Stated exercise a —
Translate this sentence from the passage on a lawyer's suspension into Spanish: "RESOLVED to ADOPT and APPROVE, as it is hereby unanimously ADOPTED and APPROVED, with modification, the Report and Recommendation of the Investigation Commissioner of the above-entitled case, herein made part of this Resolution as Annex "A"; and finding the recommendation fully supported by the evidence on record and the applicable laws and rules, considering Respondent's violation of Canon 1, Rule 1.01 and Rule 1.02 of the Canons of Responsibility when he used his legal knowledge and training to induce complainant to part with her property and eventually defraud her in the process, Atty. Oliver V. Amorin is hereby SUSPENDED from the practice of law for one (1) year."

Passage shown —
• • •
RESOLVED to ADOPT and APPROVE, as it is hereby unanimously ADOPTED and APPROVED, with modification, the Report and Recommendation of the Investigation Commissioner of the above-entitled case, herein made part of this Resolution as Annex "A"; and finding the recommendation fully supported by the evidence on record and the applicable laws and rules, considering Respondent's violation of Canon 1, Rule 1.01 and Rule 1.02 of the Canons of Responsibility when he used his legal knowledge and training to induce complainant to part with her property and eventually defraud her in the process, Atty. Oliver V. Amorin is hereby SUSPENDED from the practice of law for one (1) year.[22]
Atty. Amorin is now before the Court assailing the IBP Resolution, raising the main issue:
whether or not there is sufficient evidence to support the finding of [Complainant] that [Atty. Amorin] violated Canon 1, Rule 1.01 and Rule 1.02 of the Canons of Professional Responsibility when he used his legal knowledge and training to induce [complainant] to part with her property and eventually, defraud her in the process
and two sub-issues:
whether or not the Decision dated September 7, 2004 of the Court of Appeals in CA-GR SP No. 77986 Loveland Estate Developers, Inc. etc. vs. Hon. Ofelia Arelano Marquez, et al. can serve as evidence against [complainant]; and

whether or not public respondent (Board of Governors, IBP Commission on Bar Discipline) can legally decide the complaint of (Virgo) based on alleged facts which are the subject of Civil Case No. Q-01-45798, Loveland Estate Developers, Inc. vs. BPI Leasing and Finance Corporation, Ricky Sunio, Fred Galang, Danilo T. Reyes, Antonio L. Virgo, Wilhelmina Virgo and the Registry of Deeds of Quezon City, still pending before Branch 221 of the Regional Trial Court in Quezon City.
• • •
Input material —

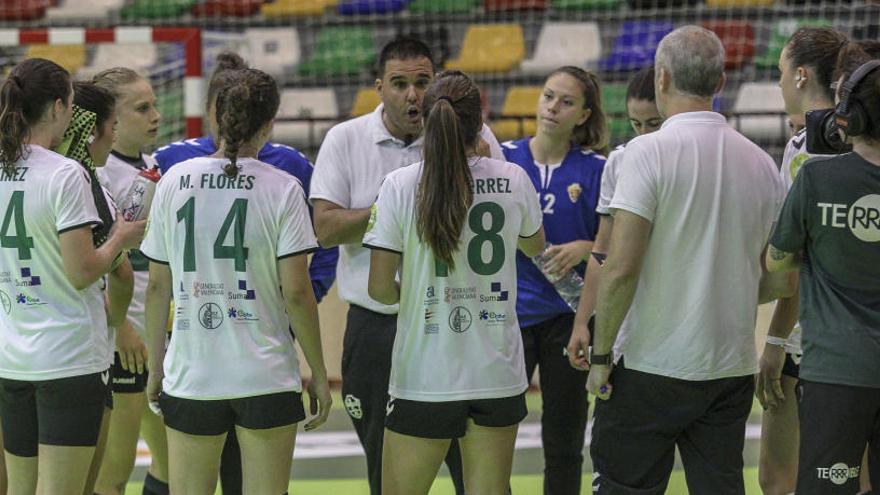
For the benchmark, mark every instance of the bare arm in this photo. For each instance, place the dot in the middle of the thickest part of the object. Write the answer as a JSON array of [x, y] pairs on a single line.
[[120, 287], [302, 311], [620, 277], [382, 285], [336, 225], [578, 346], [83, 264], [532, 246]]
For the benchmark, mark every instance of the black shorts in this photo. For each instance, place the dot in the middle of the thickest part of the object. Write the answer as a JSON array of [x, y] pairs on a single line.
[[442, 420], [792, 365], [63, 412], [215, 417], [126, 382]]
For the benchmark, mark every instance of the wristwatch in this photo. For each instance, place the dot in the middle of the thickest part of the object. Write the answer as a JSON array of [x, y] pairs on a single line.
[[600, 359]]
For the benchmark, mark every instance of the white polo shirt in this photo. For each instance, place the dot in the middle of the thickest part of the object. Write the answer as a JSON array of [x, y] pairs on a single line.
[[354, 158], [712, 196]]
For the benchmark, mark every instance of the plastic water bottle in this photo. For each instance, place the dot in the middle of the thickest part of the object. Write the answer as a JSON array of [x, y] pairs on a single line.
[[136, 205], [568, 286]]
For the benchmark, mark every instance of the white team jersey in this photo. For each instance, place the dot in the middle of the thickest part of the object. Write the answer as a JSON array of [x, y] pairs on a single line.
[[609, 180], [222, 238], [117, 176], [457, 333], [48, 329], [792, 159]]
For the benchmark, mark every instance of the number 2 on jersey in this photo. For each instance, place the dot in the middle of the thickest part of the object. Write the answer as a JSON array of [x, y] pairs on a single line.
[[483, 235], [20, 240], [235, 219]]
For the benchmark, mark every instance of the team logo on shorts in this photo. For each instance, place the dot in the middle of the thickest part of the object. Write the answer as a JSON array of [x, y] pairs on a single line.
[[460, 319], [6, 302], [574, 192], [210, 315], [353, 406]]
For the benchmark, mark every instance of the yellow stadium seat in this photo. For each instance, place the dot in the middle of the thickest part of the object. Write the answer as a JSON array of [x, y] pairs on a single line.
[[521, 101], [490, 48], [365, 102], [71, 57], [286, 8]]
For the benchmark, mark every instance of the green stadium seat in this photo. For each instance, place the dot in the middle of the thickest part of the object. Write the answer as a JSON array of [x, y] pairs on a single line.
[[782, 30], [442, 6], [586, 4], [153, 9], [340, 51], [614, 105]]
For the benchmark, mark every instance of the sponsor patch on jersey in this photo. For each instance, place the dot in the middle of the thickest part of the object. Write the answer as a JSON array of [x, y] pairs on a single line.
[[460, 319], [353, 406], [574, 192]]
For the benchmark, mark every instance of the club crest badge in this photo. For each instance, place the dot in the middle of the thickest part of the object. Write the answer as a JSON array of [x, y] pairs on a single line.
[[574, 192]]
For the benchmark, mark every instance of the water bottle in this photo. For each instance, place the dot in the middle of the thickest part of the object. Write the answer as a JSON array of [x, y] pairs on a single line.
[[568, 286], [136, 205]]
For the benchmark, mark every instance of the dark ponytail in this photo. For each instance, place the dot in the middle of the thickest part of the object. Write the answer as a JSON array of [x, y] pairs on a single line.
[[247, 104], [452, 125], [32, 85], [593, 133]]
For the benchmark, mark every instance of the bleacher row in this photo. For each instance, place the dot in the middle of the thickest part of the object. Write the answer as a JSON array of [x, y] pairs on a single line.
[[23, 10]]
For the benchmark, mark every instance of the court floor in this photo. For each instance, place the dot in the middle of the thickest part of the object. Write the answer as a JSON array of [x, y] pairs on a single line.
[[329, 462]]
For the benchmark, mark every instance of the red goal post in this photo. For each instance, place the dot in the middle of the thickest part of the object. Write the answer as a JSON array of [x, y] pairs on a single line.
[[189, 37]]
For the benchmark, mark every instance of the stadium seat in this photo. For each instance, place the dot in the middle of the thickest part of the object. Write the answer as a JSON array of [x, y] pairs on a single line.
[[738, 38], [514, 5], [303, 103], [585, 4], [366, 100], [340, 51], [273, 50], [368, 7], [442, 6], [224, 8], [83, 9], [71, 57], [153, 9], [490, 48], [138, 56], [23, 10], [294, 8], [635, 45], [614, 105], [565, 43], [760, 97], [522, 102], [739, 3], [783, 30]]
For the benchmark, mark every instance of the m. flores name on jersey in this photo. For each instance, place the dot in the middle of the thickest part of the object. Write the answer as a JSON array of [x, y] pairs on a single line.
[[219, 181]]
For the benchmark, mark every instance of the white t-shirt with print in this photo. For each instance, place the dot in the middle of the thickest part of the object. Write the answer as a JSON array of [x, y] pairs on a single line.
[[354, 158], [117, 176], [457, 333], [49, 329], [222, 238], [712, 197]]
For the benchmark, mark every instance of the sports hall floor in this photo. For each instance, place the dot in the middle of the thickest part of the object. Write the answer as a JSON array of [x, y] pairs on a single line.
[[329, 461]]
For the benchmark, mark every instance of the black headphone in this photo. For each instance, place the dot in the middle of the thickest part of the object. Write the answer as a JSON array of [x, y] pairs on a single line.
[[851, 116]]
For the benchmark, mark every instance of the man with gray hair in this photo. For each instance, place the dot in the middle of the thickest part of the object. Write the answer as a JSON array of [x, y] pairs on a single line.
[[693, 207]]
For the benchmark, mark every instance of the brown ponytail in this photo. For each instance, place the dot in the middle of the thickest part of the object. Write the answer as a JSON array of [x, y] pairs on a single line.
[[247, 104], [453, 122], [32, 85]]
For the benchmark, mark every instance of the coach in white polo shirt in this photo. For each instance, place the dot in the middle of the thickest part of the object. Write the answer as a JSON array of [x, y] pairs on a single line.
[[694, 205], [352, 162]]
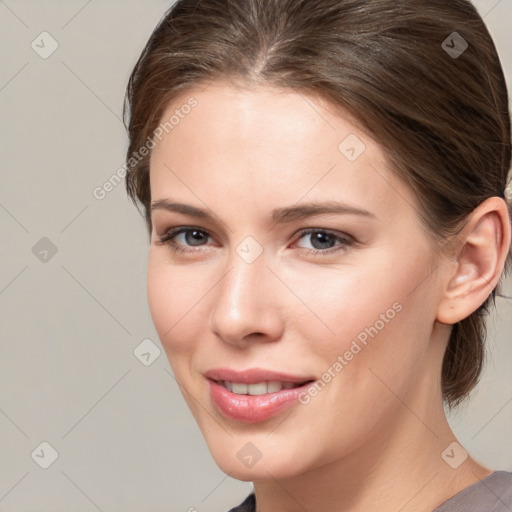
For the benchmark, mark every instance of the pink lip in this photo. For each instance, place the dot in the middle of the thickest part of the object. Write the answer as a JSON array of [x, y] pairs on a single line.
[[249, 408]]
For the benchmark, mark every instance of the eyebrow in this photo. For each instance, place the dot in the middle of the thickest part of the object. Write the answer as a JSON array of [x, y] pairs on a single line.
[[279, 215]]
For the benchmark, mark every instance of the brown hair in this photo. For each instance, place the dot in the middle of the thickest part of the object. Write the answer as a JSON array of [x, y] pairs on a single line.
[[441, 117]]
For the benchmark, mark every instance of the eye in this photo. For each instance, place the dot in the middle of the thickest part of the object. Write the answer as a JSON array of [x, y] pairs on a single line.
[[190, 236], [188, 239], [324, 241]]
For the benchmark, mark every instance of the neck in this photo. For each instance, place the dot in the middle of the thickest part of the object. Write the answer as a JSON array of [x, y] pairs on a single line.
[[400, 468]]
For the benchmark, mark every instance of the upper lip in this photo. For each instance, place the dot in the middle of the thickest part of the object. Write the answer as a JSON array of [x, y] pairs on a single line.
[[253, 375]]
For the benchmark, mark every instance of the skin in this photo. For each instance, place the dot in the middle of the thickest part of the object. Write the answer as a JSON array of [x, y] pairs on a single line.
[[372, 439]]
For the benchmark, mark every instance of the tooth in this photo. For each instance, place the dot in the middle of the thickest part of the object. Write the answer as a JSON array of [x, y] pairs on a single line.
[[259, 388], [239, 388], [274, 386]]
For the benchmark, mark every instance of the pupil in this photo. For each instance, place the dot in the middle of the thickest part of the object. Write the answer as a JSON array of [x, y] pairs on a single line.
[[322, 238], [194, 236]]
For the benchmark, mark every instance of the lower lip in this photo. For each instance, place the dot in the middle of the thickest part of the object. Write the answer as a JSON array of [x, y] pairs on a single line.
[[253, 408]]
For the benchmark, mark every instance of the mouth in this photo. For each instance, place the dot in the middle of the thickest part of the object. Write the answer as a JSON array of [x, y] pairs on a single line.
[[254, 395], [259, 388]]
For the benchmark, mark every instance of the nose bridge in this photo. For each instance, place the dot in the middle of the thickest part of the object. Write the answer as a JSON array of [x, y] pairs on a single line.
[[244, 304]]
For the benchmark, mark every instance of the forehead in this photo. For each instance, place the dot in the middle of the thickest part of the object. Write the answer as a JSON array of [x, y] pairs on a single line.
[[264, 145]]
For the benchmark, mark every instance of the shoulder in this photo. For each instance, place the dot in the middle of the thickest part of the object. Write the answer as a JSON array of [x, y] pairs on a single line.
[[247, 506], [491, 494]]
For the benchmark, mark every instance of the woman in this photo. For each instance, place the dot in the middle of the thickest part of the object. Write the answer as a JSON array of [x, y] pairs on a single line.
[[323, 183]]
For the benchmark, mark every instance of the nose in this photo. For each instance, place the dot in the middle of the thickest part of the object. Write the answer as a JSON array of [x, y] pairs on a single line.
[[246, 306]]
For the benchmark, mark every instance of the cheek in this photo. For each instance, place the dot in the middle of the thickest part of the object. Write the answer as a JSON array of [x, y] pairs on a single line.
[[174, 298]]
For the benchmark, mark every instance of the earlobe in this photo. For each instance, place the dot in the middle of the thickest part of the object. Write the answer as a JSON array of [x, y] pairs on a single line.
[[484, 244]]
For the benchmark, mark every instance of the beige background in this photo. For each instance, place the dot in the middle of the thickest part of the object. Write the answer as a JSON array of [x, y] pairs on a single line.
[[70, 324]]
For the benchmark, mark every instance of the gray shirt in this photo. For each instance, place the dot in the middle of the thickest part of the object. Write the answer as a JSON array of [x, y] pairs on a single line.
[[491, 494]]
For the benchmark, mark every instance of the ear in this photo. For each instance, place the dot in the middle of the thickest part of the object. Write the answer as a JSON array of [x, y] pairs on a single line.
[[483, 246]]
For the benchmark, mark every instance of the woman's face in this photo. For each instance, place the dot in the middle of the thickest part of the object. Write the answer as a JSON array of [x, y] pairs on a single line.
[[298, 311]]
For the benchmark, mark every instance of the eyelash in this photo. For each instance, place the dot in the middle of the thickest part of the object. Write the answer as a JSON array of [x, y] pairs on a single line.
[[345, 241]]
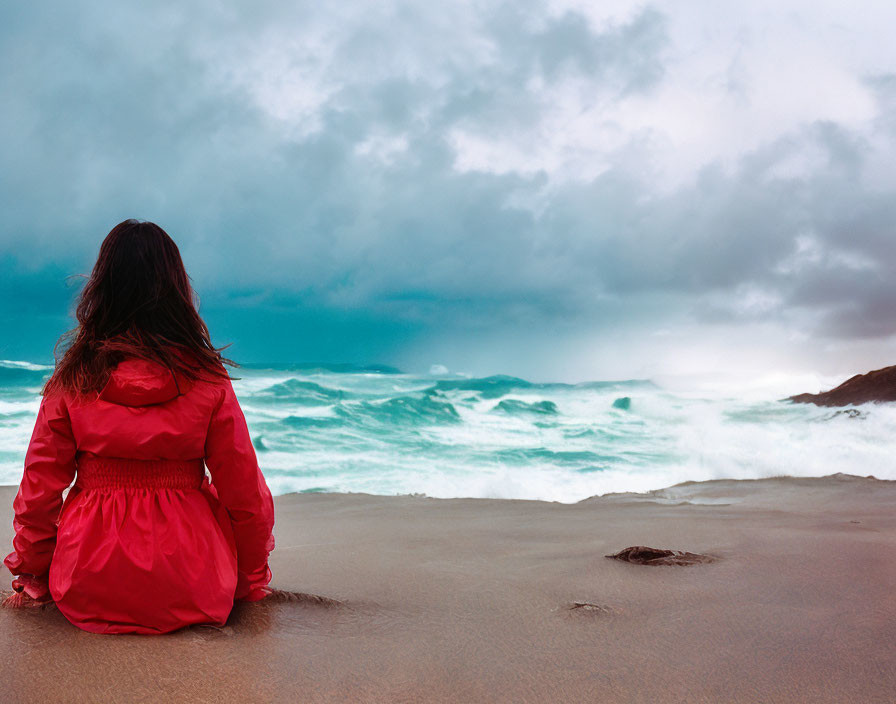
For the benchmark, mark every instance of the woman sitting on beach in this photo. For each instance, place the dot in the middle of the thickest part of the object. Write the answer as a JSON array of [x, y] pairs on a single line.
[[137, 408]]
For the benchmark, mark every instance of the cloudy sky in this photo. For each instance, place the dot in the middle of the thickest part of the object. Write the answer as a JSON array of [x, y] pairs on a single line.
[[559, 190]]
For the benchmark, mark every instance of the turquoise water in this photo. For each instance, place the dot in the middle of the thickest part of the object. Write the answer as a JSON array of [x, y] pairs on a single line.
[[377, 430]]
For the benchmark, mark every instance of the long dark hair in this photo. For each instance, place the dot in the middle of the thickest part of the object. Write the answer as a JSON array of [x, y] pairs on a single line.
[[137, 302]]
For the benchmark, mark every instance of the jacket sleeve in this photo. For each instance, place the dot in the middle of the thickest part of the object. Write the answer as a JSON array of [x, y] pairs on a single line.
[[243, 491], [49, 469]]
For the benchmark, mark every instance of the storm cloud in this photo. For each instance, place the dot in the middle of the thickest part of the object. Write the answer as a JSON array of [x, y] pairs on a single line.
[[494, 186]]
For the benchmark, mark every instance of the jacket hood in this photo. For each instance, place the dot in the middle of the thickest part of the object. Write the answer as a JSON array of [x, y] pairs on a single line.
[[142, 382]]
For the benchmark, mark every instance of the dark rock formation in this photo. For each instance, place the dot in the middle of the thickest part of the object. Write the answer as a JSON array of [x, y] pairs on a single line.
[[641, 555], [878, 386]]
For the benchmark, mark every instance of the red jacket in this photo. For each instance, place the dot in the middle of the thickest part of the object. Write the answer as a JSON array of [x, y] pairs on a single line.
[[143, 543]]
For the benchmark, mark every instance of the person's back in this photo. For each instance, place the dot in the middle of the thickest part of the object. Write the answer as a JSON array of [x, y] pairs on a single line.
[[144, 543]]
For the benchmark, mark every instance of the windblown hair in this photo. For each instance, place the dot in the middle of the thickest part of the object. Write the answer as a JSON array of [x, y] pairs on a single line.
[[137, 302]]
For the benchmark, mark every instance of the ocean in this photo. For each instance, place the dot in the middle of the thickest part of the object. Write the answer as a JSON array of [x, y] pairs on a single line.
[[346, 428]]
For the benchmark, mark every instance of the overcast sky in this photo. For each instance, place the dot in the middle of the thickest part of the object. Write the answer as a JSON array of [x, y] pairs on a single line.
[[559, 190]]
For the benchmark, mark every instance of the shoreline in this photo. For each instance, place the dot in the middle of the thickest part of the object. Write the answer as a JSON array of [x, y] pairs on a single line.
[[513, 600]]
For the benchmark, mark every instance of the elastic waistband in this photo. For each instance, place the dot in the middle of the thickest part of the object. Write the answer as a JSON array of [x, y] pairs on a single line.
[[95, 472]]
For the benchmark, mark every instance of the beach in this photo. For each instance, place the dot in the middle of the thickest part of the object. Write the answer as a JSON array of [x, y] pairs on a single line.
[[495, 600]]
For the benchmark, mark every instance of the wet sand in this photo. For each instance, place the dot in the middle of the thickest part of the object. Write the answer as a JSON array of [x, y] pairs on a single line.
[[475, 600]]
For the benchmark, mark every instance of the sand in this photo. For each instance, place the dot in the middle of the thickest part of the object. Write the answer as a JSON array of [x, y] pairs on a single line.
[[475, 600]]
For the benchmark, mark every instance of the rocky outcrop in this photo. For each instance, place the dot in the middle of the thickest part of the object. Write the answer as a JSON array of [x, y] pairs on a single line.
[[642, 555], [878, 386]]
• • •
Stated exercise b —
Reproduce the lines of the listing between the one containing "For the benchmark, mark every instance of the shoulder" and the one containing "[[491, 494]]", inclusive.

Complete output a —
SE RESOLVIÓ ADOPTAR y APROBAR, como por la presente se ADOPTA y APRUEBA por unanimidad, con modificaciones, el Informe y Recomendación del Comisionado de Investigación del caso arriba titulado, que forma parte de esta Resolución como Anexo "A"; y, al considerar que la recomendación está plenamente respaldada por las pruebas que obran en autos y por las leyes y normas aplicables, y en vista de la violación por parte del Demandado del Canon 1, Regla 1.01 y Regla 1.02 de los Cánones de Responsabilidad cuando utilizó sus conocimientos y su formación jurídicos para inducir a la denunciante a desprenderse de su propiedad y finalmente defraudarla en el proceso, se SUSPENDE por la presente al abogado Oliver V. Amorin del ejercicio de la abogacía por un (1) año.

Complete output b —
For the benchmark, mark every instance of the shoulder in this photo. For each instance, place the dot in the middle of the thickest part of the object. Write the answer as a JSON array of [x, y] pairs on a single line.
[[247, 506], [491, 494]]
For the benchmark, mark every instance of the woman in this photo. For each instance, place the dot in the middle of the thickest part of the object. Write the answer as a JSON array of [x, y] pairs on a single line.
[[323, 183]]
For the benchmark, mark every instance of the nose in this photo. For each instance, place the dot in the middle of the thickest part of the object. Write the answer as a JSON array of [x, y] pairs on a single line.
[[246, 306]]
For the benchmark, mark every instance of the cheek in this photo. For each instance, place the dot in the middle of the thickest part of the object. Write the answer as a JSON array of [x, y] pairs on a single line.
[[174, 298]]
For the benchmark, mark every instance of the earlobe in this photo. For each instance, place the dot in the middle of the thickest part of the object. Write the answer as a JSON array of [x, y] pairs on a single line.
[[484, 244]]
For the benchmark, mark every instance of the beige background in this photo. For each instance, place the dot in the middle of the thickest part of the object. Write the answer as a JSON array of [x, y] pairs on a single line.
[[70, 324]]
For the benchmark, mark every instance of the gray shirt in this photo. For each instance, place the dot in the middle of the thickest part of the object. Write the answer as a JSON array of [x, y] pairs on a single line.
[[491, 494]]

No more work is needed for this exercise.